- _Extrait choisi_
○ ○ ○

Habilitation à diriger des recherches - Sophie Jehel

Sophie Jehel a soutenu le 12 janvier 2021 son habilitation à diriger des recherches à l’Université Paris 2 - Panthéon-Assas, devant un jury composé de : 

  • Remy Rieffel, Professeur en sciences de l’information et de la communication, Université Paris 2 Panthéon-Assas, CARISM (garant)
  • Marlène Coulomb-Gully, Professeure en sciences de l’information et de la communication, Université Toulouse 2 Jean Jaurès, LERASS (présidente du jury) 
  • Philippe Bouquillion, Professeur en sciences de l’information et de la communication, Université Paris13-Sorbonne Paris Cité, LABSIC (rapporteur)
  • Cécile Méadel, Professeure des universités, IFP, Université Paris 2 Panthéon-Assas, CARISM (rapporteure)

○ ○ ○

- _Entrées de données_

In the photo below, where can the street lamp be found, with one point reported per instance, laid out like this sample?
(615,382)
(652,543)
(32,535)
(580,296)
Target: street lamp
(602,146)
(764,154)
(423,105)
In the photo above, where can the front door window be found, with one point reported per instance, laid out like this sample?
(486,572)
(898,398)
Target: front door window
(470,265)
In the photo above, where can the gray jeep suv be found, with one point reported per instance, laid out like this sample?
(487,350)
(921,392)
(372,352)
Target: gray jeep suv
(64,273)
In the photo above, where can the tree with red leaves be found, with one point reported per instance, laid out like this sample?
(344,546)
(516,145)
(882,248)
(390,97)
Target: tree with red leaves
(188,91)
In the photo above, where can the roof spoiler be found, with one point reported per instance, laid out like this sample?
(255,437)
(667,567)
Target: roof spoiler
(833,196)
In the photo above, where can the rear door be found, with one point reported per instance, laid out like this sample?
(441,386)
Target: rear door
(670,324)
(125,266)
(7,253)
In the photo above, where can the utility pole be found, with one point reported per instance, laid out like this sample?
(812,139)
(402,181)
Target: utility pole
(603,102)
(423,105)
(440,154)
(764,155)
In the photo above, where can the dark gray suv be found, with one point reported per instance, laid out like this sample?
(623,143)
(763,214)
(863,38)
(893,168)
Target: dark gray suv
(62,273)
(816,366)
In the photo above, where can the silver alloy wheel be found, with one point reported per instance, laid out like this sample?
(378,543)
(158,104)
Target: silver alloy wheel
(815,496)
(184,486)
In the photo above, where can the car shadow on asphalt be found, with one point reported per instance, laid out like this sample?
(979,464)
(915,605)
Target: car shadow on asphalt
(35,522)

○ ○ ○

- _Consignes écrites_
1. Résumez l'extrait choisi en deux phrases.
2. Recopiez l'extrait choisi de « Habilitation à diriger des recherches - Sophie » à « Cité, LABSIC (rapporteur) ».
Les lignes forment un matériau à part, indépendant de l'extrait.

- _Réponses finales_
1. Sophie Jehel a soutenu son habilitation à diriger des recherches le 12 janvier 2021 à l'Université Paris 2 - Panthéon-Assas. Son jury réunissait Remy Rieffel comme garant, Marlène Coulomb-Gully comme présidente, ainsi que Philippe Bouquillion et Cécile Méadel comme rapporteurs.

2.
Habilitation à diriger des recherches - Sophie Jehel

Sophie Jehel a soutenu le 12 janvier 2021 son habilitation à diriger des recherches à l’Université Paris 2 - Panthéon-Assas, devant un jury composé de : 

  • Remy Rieffel, Professeur en sciences de l’information et de la communication, Université Paris 2 Panthéon-Assas, CARISM (garant)
  • Marlène Coulomb-Gully, Professeure en sciences de l’information et de la communication, Université Toulouse 2 Jean Jaurès, LERASS (présidente du jury) 
  • Philippe Bouquillion, Professeur en sciences de l’information et de la communication, Université Paris13-Sorbonne Paris Cité, LABSIC (rapporteur)